With no line omitted, restate the records below exactly as they appear.

EXCERPTED RECORDS:
<<<<

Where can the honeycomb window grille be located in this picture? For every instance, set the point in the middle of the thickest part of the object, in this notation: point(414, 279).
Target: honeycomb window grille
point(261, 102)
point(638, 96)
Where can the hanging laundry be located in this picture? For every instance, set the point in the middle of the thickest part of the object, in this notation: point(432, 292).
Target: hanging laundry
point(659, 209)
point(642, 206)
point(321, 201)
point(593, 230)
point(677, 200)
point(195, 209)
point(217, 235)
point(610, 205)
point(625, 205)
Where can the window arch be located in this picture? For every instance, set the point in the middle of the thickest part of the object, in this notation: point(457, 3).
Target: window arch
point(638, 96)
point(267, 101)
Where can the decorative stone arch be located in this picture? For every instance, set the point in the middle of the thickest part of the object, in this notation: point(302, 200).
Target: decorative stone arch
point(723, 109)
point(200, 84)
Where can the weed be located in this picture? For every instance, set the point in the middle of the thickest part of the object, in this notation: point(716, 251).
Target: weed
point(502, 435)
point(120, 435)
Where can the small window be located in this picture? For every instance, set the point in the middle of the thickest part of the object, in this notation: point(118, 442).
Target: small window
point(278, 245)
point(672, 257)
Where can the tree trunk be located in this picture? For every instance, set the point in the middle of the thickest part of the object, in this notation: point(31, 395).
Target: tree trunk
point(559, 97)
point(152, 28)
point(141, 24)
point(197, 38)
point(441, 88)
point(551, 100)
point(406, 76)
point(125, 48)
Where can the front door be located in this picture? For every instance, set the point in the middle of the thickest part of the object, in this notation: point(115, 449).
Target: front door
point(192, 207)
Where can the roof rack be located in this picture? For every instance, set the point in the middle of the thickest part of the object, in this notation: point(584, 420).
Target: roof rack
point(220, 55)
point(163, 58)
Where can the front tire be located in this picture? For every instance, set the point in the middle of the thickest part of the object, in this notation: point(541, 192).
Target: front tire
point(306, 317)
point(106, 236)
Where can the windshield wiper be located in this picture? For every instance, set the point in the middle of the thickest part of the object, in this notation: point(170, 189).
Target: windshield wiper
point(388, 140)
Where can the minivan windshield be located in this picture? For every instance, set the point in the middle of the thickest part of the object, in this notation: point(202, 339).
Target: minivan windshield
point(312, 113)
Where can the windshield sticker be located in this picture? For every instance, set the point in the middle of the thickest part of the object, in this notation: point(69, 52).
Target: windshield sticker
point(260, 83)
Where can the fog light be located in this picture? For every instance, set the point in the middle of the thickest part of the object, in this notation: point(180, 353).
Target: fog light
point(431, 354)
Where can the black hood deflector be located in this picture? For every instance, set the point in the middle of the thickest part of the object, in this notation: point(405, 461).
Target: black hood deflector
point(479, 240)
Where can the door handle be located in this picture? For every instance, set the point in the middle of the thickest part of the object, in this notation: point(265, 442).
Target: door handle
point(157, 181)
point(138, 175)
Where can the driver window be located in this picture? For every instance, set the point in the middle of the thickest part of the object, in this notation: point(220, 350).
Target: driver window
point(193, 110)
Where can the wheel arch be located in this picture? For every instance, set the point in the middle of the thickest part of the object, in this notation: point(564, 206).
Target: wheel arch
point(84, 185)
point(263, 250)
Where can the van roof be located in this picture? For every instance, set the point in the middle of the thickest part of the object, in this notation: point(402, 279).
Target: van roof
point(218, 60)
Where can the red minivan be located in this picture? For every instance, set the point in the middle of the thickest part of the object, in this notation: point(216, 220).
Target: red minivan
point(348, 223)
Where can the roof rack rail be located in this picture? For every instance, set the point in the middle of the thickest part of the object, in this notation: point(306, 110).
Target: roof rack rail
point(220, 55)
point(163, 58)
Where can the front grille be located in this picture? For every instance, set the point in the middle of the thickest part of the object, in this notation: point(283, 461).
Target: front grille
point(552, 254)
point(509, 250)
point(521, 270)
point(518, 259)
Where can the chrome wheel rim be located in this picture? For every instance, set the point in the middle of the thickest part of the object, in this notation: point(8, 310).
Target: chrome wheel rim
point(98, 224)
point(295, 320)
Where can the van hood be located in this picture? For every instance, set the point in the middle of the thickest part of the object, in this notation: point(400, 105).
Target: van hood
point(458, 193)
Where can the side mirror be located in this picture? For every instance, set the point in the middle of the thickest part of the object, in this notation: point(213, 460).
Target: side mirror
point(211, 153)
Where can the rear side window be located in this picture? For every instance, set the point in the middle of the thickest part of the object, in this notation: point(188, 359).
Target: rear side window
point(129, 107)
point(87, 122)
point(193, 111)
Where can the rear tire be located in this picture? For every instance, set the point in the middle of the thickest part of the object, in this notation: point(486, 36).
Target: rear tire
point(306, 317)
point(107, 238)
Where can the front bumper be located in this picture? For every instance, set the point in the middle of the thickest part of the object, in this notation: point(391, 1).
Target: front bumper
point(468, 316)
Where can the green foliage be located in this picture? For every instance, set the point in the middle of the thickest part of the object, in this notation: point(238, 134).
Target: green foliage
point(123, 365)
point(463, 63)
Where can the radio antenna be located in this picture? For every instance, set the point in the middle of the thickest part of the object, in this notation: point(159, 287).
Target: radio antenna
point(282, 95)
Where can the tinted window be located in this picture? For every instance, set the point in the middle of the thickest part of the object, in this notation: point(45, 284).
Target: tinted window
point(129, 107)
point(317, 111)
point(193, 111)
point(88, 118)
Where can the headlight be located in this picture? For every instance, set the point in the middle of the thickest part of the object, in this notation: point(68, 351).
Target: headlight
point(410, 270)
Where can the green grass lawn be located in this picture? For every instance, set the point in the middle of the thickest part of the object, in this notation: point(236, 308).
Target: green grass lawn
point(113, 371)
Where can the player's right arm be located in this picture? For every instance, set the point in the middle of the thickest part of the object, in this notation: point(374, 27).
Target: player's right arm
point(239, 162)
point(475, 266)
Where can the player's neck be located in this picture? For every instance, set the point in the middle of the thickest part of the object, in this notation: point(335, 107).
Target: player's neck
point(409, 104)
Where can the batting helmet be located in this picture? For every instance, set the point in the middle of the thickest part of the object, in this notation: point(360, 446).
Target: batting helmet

>>>>

RESULT:
Where can the honeycomb window grille be located in this picture? For every instance, set the point in the middle of the thickest part of the object, in this notation: point(414, 279).
Target: honeycomb window grille
point(261, 102)
point(638, 96)
Where can the hanging laundry be located in this picture? For every instance, set the point in the middle of the thickest part of the object, in this notation: point(432, 292).
Target: hanging laundry
point(659, 209)
point(642, 206)
point(321, 201)
point(593, 230)
point(677, 200)
point(195, 209)
point(217, 235)
point(610, 205)
point(625, 205)
Where can the window arch be located in this picture? For every instance, set the point in the middle of the thickest part of the object, in this notation: point(457, 3).
Target: window arch
point(638, 96)
point(267, 101)
Where can the decorative stone arch be located in this picture? For every instance, set the point in the middle of the thickest part of the object, in this notation: point(302, 200).
Target: decorative stone arch
point(723, 109)
point(200, 84)
Where can the weed be located in this picture? For every instance, set the point in the middle of the thickest part of the object, in this notation: point(716, 251).
Target: weed
point(502, 435)
point(120, 435)
Where can the small window be located in this picture? For every instance, set the point in the middle of the thickest part of the object, in this notation: point(118, 442).
Target: small window
point(278, 245)
point(672, 257)
Where can the tree trunk be located in this picture? For every instance, set the point in the middle of the thickest part of the object, in this notation: point(31, 395).
Target: tree trunk
point(559, 97)
point(152, 28)
point(141, 24)
point(197, 38)
point(441, 88)
point(551, 100)
point(406, 76)
point(125, 48)
Where can the front door be located in this picture? For every instance, set the point in the middle of the thickest part of the object, in this notation: point(115, 449).
Target: front door
point(192, 207)
Where can the roof rack be located in this picture? For every instance, set the point in the middle of the thickest part of the object, in this notation: point(584, 420).
Target: roof rack
point(220, 55)
point(163, 58)
Where can the front tire be located in this picture? For every instance, set the point in the middle of the thickest part of the object, in this notation: point(541, 192).
Target: front tire
point(306, 317)
point(106, 236)
Where can the windshield wiper be located in this picture? For every instance, set the point in the middle of the thickest part of the object, in this notation: point(170, 189).
Target: windshield wiper
point(388, 140)
Where can the minivan windshield be located in this picture? For every instance, set the point in the middle of the thickest part of the object, in this notation: point(202, 339).
Target: minivan windshield
point(312, 113)
Where can the windshield sticker be located in this picture? For every instance, set the point in the middle of the thickest part of the object, in this notation: point(69, 52).
Target: windshield sticker
point(260, 83)
Where can the fog light be located in this picture? For every instance, set the point in the middle of the thickest part of the object, in this notation: point(180, 353).
Target: fog light
point(431, 354)
Where can the black hood deflector be located in this picture? For every instance, set the point in the middle of the thickest part of the object, in this notation: point(405, 461).
Target: black hood deflector
point(479, 240)
Where can the door handle be located in this picture? For every instance, set the point in the middle of the thickest part of the object, in this notation: point(265, 442).
Target: door handle
point(157, 181)
point(138, 175)
Where can the driver window be located in this picture? For every instance, set the point in the middle of the thickest part of the object, in this notation: point(220, 350).
Target: driver window
point(193, 110)
Where can the wheel arch be located in this picture? For every instance, set the point in the middle of the thickest part of the object, in this notation: point(564, 206).
Target: wheel arch
point(84, 185)
point(263, 250)
Where can the van roof be located in this picture? For every instance, set the point in the middle of the thickest part of the object, in this notation: point(402, 279).
Target: van roof
point(218, 60)
Where can the red minivan be located in this picture? For every instance, set the point in the middle of the thickest part of the object, in this notation: point(216, 220).
Target: red minivan
point(348, 223)
Where can the roof rack rail be located in this picture? For every instance, set the point in the middle of the thickest part of the object, in this notation: point(306, 110).
Target: roof rack rail
point(220, 55)
point(163, 58)
Where can the front grille be located in this picture? For every instance, set the point in the middle of the thickest part of the object, in this notation: point(283, 461).
Target: front grille
point(552, 254)
point(509, 250)
point(521, 270)
point(518, 259)
Where can the chrome wheel rim be located in this picture? For every instance, set the point in the middle of the thickest part of the object, in this notation: point(8, 310).
Target: chrome wheel rim
point(98, 224)
point(295, 320)
Where can the van hood be located in this picture? For every instance, set the point in the middle of the thickest part of the object, in this notation: point(400, 105).
Target: van hood
point(458, 193)
Where can the side mirror be located in this picture? For every instance, set the point in the middle of the thickest part of the object, in this notation: point(213, 460).
Target: side mirror
point(211, 153)
Where can the rear side window be located in this picture? For every instance, set the point in the middle of the thickest part of the object, in this notation: point(188, 359).
Target: rear side window
point(129, 107)
point(87, 122)
point(193, 111)
Where can the rear tire be located in this picture? For every instance, set the point in the middle of the thickest part of the object, in this notation: point(486, 36).
Target: rear tire
point(306, 317)
point(107, 238)
Where can the front bumper be located in this picture? For every instance, set the point in the middle of the thickest part of the object, in this notation: point(391, 1).
Target: front bumper
point(468, 316)
Where can the green foliage be located in this picture? For every instance, set the point in the middle of the thickest part of the object, in this notation: point(238, 134).
Target: green foliage
point(123, 365)
point(463, 63)
Where can the radio antenna be located in this picture? For every instance, set the point in the middle of the thickest part of the object, in this notation: point(159, 287).
Target: radio antenna
point(282, 95)
Where can the tinted window be located in this picture? For every instance, set the point in the middle of the thickest part of the object, in this notation: point(45, 284).
Target: tinted window
point(129, 107)
point(317, 111)
point(193, 111)
point(88, 118)
Where can the headlight be located in this picture? For every instance, set the point in the middle of the thickest part of the object, in this notation: point(68, 351).
Target: headlight
point(410, 270)
Where can the green grass lawn be located in this picture? For every instance, set the point in the middle of the thickest part of the object, in this notation: point(236, 308).
Target: green grass lawn
point(113, 371)
Where can the player's right arm be located in this picture? For every instance, set the point in the middle of the thickest part of the object, in this notation: point(374, 27).
Target: player's right arm
point(239, 162)
point(475, 266)
Where can the player's neck be located in this picture? For every instance, set the point in the middle of the thickest part of the object, in this notation: point(335, 107).
Target: player's neck
point(409, 104)
Where can the batting helmet be located in this picture? For every instance, set the point in the middle of the thickest part of the object, in this notation: point(360, 446).
Target: batting helmet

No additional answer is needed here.